> **Problem requirements**
Rewrite every item below, replacing each occurrence of "entertainment cabinet" with "media console" and leaving everything else unchanged.

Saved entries
— start —

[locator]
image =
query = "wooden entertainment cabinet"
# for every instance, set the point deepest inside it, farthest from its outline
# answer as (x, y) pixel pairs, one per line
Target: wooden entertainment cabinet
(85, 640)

— end —

> **Written solution**
[locator]
image =
query = "wooden media console"
# for every instance, set the point deepest inside it, farthest from its outline
# answer as (x, y) pixel pairs, one per line
Target: wooden media console
(85, 640)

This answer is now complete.